- **Required task 1**: In the judgment excerpt, copy the passage starting at "produced as Annexure" and ending at "accordance with law’(sic).", renaming "liberty" as "freedom".
- **Required task 2**:
Answer these from the judgment excerpt:
(a) Under which article of the Constitution of India was interference refused?
(b) Before whom were EP No. 61, 62 and 63 of 2019 filed?
(c) Which earlier decision did the Annexure P-20 Order essentially follow?

- **Excerpted text**:

17. We cannot but find that the remedy of the appellants to

challenge the KBPP or the Award was not foreclosed by the

judgment of the High Court. What stood foreclosed is the

initiation of arbitration, that too on the assumption that the

documents of 31.12.2018 & 02.01.2019 together constitute a

Conciliation Award. An SLP was filed, the order in which is

produced as Annexure P-18, wherein despite refusing

interference under Article 136 of the Constitution of India,

the appellant was left with ‘liberty to work out the remedy in

accordance with law’(sic).

18. The appellants then approached the Madras High

Court with three revisions to strike out the proceedings in

EP No. 61, 62 and 63 of 2019 filed before the Principal

District Judge, Tirunelveli, seeking execution of the

conciliation award. The said revisions were heard together

and dismissed by Annexure P-20 Order, which essentially

followed the earlier decision in Annexure P-16. The learned

Single Judge expressed hope that the dispute having arisen

Page 19 of 34

CA @ SLP (C) No. 16254 of 2025 etc.

Records in a dataset

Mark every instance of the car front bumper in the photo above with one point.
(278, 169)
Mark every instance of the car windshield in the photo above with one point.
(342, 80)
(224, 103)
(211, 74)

- **Correct result 1**:
produced as Annexure P-18, wherein despite refusing

interference under Article 136 of the Constitution of India,

the appellant was left with ‘freedom to work out the remedy in

accordance with law’(sic).

- **Correct result 2**:
(a) Article 136
(b) The Principal District Judge, Tirunelveli
(c) Annexure P-16